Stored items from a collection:
[start]
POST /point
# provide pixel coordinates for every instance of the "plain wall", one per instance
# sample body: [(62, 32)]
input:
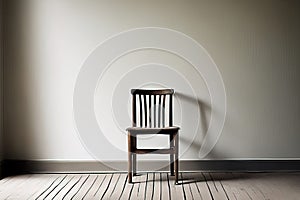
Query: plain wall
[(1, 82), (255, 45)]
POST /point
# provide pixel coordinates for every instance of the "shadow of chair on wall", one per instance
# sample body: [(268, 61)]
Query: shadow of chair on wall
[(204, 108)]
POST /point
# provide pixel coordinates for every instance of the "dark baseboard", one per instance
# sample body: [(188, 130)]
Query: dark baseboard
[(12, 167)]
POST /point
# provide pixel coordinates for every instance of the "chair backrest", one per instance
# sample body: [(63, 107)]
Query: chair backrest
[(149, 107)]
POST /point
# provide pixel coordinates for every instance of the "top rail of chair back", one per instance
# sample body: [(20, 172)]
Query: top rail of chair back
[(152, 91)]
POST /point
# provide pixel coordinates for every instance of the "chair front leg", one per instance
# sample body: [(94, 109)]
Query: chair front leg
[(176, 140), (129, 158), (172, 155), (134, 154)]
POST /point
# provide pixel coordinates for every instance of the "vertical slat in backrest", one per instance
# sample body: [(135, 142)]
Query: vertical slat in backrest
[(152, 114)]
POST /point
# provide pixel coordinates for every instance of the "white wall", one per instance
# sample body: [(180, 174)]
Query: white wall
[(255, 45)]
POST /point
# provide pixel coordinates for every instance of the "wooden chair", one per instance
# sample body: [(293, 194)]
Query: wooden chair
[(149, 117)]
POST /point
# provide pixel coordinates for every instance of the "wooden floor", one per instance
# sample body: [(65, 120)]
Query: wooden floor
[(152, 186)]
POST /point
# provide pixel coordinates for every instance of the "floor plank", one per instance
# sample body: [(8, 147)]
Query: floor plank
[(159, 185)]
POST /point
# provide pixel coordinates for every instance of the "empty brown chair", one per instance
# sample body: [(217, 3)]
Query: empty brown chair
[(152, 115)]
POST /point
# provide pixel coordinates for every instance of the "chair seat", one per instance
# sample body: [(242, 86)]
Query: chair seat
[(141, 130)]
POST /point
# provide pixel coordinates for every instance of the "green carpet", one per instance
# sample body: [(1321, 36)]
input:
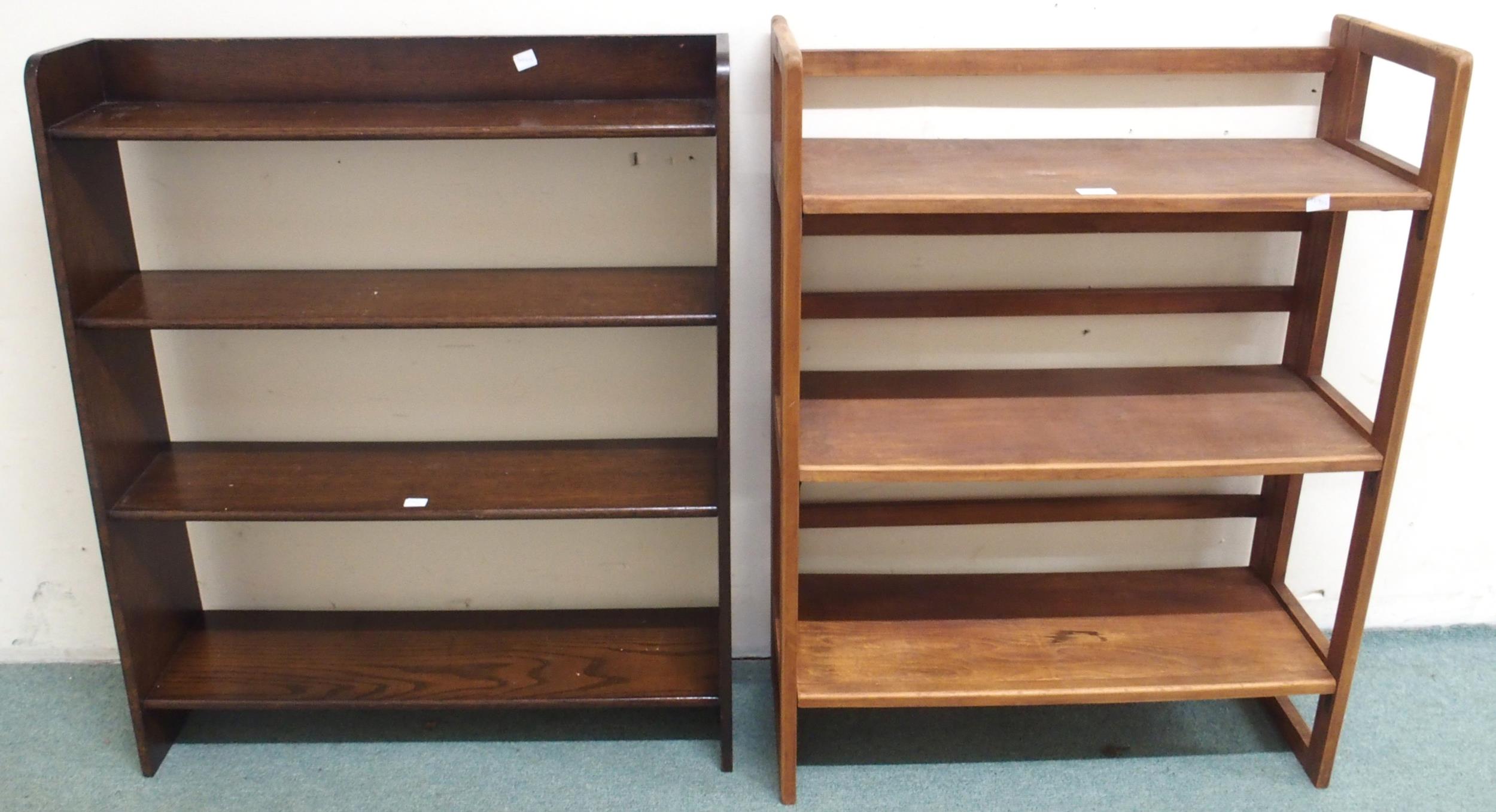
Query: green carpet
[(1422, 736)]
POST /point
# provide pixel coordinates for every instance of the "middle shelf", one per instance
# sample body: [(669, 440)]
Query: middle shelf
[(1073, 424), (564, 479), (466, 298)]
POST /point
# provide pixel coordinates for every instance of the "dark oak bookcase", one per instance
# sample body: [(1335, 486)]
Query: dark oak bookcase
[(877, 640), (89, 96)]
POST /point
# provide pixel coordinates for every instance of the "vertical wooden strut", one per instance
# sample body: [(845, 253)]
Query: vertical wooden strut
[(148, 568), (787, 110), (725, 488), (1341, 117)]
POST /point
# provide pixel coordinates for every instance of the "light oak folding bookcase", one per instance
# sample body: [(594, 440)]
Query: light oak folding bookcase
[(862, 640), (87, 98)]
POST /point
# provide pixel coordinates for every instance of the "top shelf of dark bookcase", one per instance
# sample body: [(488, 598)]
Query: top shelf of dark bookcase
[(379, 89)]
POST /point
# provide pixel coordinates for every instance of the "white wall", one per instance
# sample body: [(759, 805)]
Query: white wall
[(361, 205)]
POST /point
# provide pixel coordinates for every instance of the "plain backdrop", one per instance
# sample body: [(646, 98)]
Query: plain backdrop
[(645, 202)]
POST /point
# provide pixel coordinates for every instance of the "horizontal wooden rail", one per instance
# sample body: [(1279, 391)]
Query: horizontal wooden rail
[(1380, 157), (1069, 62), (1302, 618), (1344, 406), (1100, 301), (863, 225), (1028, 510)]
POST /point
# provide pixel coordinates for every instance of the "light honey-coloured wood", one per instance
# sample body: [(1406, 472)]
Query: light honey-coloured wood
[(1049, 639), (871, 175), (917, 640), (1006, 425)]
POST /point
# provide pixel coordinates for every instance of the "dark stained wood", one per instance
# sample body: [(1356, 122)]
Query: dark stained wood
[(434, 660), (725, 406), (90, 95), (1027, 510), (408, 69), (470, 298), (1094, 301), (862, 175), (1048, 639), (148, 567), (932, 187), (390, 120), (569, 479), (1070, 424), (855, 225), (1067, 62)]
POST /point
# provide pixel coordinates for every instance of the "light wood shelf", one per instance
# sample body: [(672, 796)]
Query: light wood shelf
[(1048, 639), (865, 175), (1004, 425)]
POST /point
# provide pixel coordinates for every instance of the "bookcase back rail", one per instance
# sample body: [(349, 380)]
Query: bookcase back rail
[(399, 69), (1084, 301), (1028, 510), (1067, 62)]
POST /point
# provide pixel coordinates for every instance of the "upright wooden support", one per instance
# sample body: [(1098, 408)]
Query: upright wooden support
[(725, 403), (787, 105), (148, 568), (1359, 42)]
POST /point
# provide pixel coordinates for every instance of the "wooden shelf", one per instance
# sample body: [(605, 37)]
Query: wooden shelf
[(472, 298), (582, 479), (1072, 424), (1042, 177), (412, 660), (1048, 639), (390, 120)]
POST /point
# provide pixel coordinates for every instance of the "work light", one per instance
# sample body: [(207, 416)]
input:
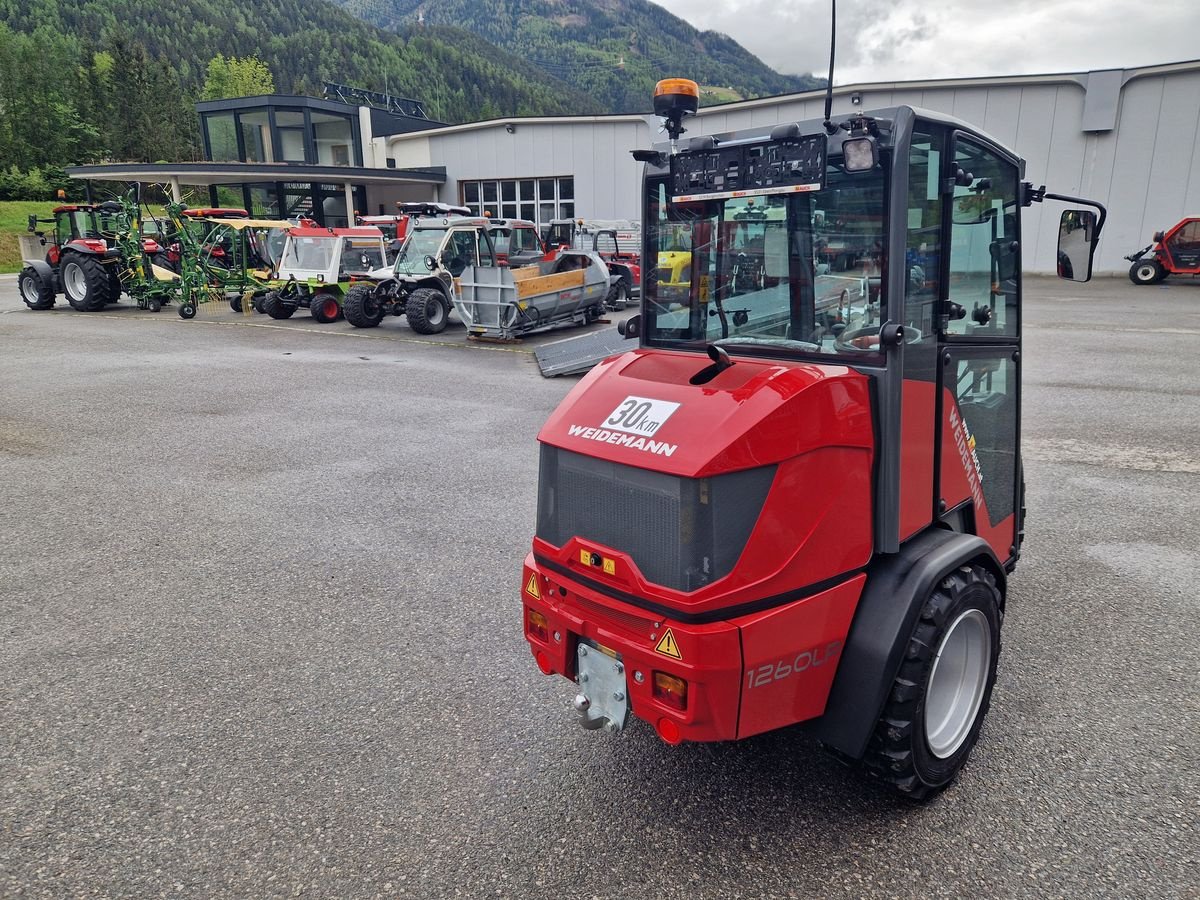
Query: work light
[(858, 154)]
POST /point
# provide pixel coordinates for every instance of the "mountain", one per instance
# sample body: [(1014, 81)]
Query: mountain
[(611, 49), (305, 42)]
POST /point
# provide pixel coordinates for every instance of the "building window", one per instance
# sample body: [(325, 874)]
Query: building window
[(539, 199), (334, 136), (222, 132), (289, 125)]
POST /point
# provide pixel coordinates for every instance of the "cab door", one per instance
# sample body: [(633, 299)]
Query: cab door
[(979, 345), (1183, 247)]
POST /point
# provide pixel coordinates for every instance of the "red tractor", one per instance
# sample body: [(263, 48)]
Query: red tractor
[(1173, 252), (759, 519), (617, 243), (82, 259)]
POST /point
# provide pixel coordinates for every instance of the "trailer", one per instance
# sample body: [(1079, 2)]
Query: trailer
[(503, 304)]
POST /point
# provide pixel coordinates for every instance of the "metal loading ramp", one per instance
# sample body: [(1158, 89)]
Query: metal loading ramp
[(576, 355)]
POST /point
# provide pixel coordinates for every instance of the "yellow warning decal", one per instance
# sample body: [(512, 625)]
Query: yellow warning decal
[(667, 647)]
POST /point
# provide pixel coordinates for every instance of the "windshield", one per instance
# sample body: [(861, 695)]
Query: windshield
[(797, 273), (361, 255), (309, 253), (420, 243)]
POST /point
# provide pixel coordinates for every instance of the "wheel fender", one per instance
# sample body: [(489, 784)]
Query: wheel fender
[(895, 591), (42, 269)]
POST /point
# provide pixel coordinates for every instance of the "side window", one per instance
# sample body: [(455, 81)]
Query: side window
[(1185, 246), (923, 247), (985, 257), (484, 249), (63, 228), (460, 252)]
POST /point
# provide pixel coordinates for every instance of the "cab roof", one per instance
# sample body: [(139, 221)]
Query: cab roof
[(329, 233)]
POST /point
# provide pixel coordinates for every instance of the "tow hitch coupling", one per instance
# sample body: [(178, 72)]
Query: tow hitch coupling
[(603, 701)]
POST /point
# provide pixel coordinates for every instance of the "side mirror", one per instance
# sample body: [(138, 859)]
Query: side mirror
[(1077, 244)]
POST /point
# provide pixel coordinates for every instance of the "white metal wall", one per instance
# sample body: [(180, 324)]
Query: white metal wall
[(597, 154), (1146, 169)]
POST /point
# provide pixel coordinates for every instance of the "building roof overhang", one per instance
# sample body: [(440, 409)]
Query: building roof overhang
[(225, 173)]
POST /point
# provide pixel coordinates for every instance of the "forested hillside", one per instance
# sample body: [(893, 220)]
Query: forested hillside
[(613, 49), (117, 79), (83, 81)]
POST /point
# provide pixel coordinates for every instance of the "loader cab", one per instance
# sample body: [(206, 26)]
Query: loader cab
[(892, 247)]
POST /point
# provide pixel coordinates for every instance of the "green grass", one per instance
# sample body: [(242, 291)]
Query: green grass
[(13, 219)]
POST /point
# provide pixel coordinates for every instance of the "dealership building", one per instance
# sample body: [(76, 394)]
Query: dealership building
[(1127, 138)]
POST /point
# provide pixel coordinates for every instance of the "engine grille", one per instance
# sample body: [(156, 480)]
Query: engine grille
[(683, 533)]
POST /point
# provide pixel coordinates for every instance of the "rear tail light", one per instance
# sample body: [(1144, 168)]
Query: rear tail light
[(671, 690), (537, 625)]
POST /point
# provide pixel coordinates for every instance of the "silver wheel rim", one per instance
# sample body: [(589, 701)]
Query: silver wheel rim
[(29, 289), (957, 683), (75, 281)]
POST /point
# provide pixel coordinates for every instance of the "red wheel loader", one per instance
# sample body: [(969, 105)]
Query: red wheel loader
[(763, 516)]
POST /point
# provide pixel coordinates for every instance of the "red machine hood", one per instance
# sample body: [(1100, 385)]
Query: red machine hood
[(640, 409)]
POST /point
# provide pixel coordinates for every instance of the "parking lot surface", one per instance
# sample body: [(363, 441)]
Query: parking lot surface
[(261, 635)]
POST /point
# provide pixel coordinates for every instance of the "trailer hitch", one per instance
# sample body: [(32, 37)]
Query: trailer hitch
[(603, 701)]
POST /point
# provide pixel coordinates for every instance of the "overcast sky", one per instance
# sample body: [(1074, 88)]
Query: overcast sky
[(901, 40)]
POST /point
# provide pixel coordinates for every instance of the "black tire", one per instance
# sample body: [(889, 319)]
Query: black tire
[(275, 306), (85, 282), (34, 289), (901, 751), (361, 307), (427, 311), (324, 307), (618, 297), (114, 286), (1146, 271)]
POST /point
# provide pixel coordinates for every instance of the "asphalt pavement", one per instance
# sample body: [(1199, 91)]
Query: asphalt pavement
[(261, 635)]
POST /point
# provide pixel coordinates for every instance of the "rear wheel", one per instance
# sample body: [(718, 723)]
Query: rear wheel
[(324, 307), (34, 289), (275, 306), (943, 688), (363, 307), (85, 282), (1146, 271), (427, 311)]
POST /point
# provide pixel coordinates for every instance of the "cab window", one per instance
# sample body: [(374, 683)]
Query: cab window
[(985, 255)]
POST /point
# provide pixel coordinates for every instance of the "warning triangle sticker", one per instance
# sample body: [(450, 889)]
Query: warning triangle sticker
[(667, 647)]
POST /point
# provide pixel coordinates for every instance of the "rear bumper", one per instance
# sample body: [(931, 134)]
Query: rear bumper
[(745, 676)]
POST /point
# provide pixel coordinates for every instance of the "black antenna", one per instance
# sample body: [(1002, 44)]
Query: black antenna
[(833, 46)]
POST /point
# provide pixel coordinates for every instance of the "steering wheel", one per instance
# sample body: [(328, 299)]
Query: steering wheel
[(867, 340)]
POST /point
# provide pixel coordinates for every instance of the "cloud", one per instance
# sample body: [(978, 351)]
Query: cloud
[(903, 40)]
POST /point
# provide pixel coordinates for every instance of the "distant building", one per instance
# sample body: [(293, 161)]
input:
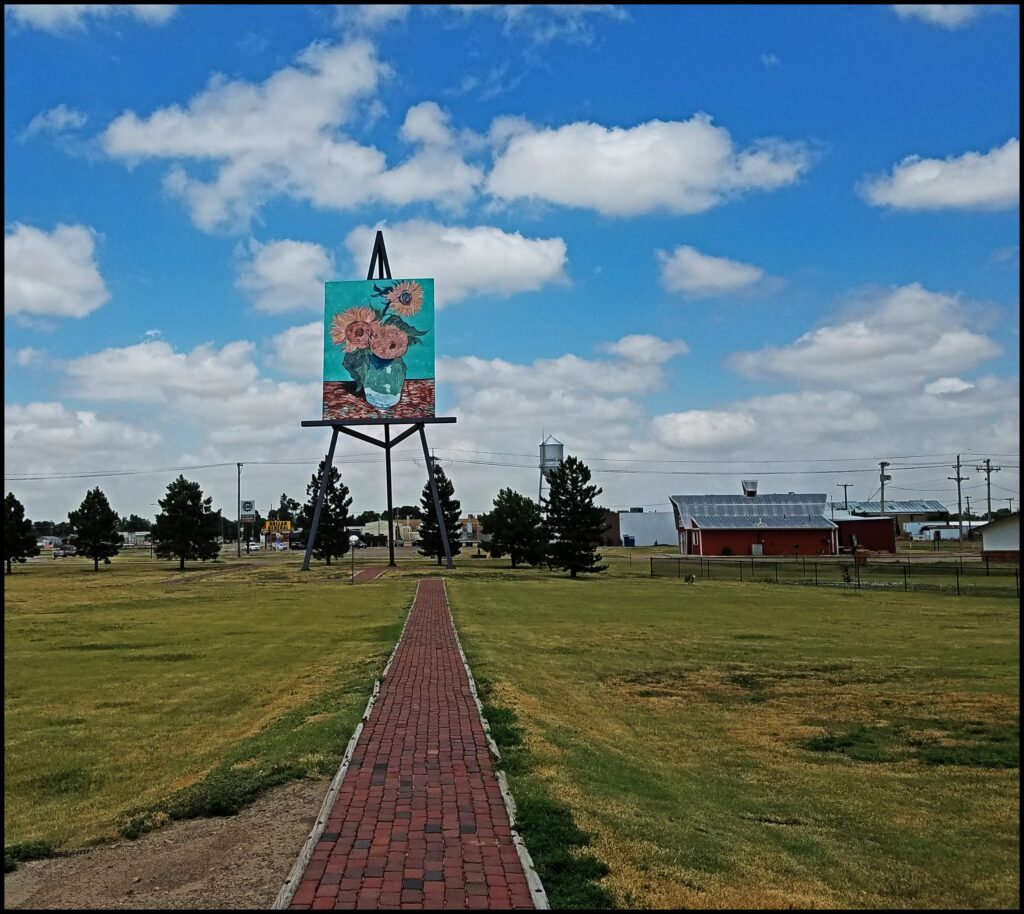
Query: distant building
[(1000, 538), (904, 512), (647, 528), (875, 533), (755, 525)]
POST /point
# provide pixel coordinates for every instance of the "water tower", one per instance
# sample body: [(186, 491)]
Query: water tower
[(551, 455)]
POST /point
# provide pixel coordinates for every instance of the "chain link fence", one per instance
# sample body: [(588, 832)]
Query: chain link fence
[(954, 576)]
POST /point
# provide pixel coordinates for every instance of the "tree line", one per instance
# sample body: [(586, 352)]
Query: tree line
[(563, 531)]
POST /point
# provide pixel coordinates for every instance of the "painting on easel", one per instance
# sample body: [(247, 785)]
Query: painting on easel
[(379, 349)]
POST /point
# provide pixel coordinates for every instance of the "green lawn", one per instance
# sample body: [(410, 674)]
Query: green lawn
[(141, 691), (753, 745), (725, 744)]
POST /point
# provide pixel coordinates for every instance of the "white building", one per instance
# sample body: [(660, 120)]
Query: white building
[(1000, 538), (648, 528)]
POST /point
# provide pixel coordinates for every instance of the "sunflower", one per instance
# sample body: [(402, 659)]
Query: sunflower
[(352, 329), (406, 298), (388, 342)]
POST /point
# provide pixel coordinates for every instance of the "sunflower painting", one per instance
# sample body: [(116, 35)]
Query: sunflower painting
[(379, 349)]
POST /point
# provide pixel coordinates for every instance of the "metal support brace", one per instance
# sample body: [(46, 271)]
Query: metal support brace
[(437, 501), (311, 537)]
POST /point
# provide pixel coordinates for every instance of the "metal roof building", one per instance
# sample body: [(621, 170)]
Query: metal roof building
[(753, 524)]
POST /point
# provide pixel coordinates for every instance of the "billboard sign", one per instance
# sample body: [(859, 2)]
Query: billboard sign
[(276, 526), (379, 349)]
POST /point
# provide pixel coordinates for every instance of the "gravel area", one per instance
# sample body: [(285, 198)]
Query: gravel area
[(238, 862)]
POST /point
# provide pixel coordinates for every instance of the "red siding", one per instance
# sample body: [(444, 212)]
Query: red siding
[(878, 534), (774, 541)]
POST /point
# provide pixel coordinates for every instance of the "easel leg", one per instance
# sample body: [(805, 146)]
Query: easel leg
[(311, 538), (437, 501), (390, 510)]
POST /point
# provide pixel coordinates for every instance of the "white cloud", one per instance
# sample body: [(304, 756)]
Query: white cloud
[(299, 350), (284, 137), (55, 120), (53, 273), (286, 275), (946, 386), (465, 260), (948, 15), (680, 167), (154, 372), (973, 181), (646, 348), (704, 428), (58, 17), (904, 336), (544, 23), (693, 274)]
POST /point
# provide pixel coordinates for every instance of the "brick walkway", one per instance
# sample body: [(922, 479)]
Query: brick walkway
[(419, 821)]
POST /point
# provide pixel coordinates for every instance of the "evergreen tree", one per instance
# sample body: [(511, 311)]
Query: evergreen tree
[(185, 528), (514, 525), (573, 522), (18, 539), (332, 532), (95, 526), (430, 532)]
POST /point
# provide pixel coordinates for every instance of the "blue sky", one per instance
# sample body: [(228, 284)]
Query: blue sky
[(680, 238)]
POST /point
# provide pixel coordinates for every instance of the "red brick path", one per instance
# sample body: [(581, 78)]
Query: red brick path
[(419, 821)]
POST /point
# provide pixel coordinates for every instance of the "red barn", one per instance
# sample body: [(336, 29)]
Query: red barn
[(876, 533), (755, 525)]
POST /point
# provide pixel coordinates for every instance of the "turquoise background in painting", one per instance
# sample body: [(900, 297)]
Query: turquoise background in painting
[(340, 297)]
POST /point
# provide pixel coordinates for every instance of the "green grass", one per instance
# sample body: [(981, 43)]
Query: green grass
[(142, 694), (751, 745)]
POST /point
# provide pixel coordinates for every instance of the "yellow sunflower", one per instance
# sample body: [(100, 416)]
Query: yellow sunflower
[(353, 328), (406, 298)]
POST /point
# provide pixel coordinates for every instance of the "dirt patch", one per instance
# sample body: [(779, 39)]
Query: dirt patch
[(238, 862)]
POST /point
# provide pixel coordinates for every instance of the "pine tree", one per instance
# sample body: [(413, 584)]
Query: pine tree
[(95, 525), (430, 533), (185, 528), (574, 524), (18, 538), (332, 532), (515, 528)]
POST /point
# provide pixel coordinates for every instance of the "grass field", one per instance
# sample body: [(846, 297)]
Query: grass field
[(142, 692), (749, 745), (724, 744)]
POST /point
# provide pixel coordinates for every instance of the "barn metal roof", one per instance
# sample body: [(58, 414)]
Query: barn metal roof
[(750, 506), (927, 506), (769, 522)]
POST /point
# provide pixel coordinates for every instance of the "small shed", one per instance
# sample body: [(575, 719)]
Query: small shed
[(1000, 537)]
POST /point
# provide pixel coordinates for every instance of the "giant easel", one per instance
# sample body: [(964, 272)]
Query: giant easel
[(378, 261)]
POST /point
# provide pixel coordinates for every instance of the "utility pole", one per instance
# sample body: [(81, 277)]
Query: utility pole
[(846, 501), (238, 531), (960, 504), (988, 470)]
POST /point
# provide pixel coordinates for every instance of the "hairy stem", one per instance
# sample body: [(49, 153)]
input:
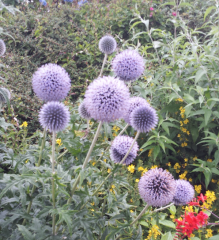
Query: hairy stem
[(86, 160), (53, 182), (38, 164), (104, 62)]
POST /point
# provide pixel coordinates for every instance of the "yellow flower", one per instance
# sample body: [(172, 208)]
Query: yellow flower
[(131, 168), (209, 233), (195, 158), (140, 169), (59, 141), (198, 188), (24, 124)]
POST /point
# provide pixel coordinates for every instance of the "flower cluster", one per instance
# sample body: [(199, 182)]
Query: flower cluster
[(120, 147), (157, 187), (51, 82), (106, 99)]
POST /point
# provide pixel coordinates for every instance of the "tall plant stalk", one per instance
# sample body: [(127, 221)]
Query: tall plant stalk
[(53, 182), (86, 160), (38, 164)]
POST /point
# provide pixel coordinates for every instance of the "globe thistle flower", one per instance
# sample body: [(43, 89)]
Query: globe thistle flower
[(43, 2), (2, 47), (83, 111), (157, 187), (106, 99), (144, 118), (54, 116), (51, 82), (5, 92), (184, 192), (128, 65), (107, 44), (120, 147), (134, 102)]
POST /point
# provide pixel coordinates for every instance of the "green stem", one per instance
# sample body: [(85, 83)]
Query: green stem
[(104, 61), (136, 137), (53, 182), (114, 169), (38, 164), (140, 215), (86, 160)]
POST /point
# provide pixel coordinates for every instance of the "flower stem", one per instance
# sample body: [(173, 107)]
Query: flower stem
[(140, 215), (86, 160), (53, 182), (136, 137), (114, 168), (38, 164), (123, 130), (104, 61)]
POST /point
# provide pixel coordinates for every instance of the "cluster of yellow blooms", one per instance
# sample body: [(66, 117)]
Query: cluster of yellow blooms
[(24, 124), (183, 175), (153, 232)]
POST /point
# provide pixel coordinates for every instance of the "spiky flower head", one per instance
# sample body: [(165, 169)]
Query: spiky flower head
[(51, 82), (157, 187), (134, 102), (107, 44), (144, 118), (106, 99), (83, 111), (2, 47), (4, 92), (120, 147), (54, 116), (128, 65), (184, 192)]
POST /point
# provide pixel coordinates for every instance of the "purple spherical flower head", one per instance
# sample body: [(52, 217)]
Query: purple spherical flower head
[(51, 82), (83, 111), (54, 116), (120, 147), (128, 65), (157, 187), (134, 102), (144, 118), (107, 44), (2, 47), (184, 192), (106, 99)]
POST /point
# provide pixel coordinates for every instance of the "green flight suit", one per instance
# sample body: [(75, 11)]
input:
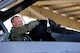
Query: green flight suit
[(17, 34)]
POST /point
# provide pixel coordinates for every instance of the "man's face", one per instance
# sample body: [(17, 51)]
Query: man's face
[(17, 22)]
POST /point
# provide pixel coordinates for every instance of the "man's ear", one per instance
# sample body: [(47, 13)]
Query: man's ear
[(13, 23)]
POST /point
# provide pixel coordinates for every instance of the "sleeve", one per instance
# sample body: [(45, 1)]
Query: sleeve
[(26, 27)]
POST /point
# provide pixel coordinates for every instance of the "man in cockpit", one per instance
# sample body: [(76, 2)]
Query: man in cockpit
[end]
== Goal ==
Please put the lines from the first line through the line containing "[(204, 108)]" into a JSON list of strings, one string per line, with blank lines left out. Leave the pictures out of the answer.

== Result of the exercise ==
[
  "POST /point",
  "# provide pixel coordinates for every instance of the \"plain wall\", one per instance",
  "# sample body: [(62, 32)]",
  "input:",
  "Query: plain wall",
  "[(1, 82), (255, 45)]",
  "POST /point",
  "# provide pixel coordinates for every instance of the \"shadow of chair on wall\", one per instance",
  "# sample body: [(268, 61)]",
  "Query: shadow of chair on wall",
  "[(204, 108)]"
]